• _About this exercise_: Carry on the personal account of the first days of Oregon's COVID-19 lockdown below, starting right after its last sentence.

• _Passage provided_:
I told myself I wasn’t going to write about COVID-19. Everybody from the President to the man on the street is obsessed with it; even a few of the car commercials and fast-food ads I’ve seen in the past few days have tossed something in there about it, and in the news it’s 24/7 coronavirus, coronavirus, coronavirus. But on day 3 of Oregon’s official lockdown, writing about it is the only thing there is to do, it seems. So here goes.
It’s so quiet in town that nothing is moving unless it’s headed to Walmart for the last gallon of milk and loaf of bread. You can’t get toilet paper anywhere and it’s making me very nervous, as we have only about a week and a half’s worth. People are ill everywhere…three of them in my own family. Ben especially has been really sick (and yes, he’s been tested and does NOT have the virus); he’s dealing with influenza B and pneumonia, which are bad enough. Shelley has what sounds like bronchitis, and we have a family friend staying with us because she lives with her mother, who won’t let her come home until she is well again. Clint and I are almost indecently healthy, but then we both have immune systems that could fight off the squirrels in the backyard.
~sigh~ We missed our much-anticipated cruise vacation, which was a major disappointment. Right now I’m supposed to be on Lido deck, floating around somewhere in the Pacific and touring the Mexican Riviera. Carnival cancelled all cruises just days before we were supposed to board, but of course if we’d all shown up at the terminal with Ben and Shelley hacking up a lung, we would have been turned away anyway, and then we would have been stuck in L.A. I can think of a lot of places I’d rather be. And even if we’d been able to get on the ship, who knows whether there was some other poor unfortunate soul who actually had COVID-19 and got us all quarantined aboard for at least 14 days. So maybe we’re better off at home after all.

• _Data shown_:
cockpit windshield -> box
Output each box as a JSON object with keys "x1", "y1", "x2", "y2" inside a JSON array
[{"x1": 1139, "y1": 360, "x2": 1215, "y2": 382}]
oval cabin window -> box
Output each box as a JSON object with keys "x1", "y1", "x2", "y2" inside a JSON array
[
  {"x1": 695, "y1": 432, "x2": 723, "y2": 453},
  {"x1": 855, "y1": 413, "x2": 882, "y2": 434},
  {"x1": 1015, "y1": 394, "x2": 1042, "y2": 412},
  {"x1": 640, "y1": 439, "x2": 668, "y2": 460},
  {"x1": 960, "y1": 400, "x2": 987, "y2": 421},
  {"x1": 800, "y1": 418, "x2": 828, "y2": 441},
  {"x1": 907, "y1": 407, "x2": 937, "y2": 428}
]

• _Answer to this exercise_:
Speaking of home, that’s where we’ve been since the governor of our state issued stay-at-home orders, AKA lockdown. We can’t go anywhere except to stores, pharmacies, or doctors (and even going to the clinic is dicey). Oh yes, there’s also the liquor and cannabis stores and takeout places, but there is no shopping in indoor OR outdoor malls, no sit-down restaurants or bars, no movie theaters, no large gatherings of any kind. We don’t even get to watch the Olympics this year, for which I don’t blame anyone–nobody wants to endanger the athletes or the people attending. And there doesn’t seem to be any end to it, because no one knows yet how many more people will get sick with this thing.
Yep, it’s getting really weird out there. Almost post-apocalyptic, to be honest. I’ve seen a lot of movies like Contagion and The Stand, the latter of which is a Stephen King novel about what happens when a lethal germ that’s been created in a top-secret lab gets loose, wiping out 99% of the world’s population. Now, hoarding TP and sheltering in place are nowhere near as bad as the cluster-fuck described in this story, but we’re also doing dumb things that make matters worse. Just the other day I saw some of the neighbors outside in their yard with something like five or six kids on bikes racing around the property and a few adults who were obviously NOT social distancing. This isn’t 1965 when mothers whose kids had mumps or chickenpox would get together so all their kids would be exposed to the disease, get sick, and be done with it for life. (I remember these “parties” well, but strangely enough I never got either illness. I was too busy getting strep throat and bronchitis.) Why would anyone let half a dozen kids congregate and possibly spread infection with a sometimes-deadly virus? That’s more like playing Russian roulette.
In the meantime, we’re all a little stir-crazy. We haven’t had any arguments–yet–but we know we have to walk lightly because who KNOWS when all this will be over. It sure doesn’t look good right now.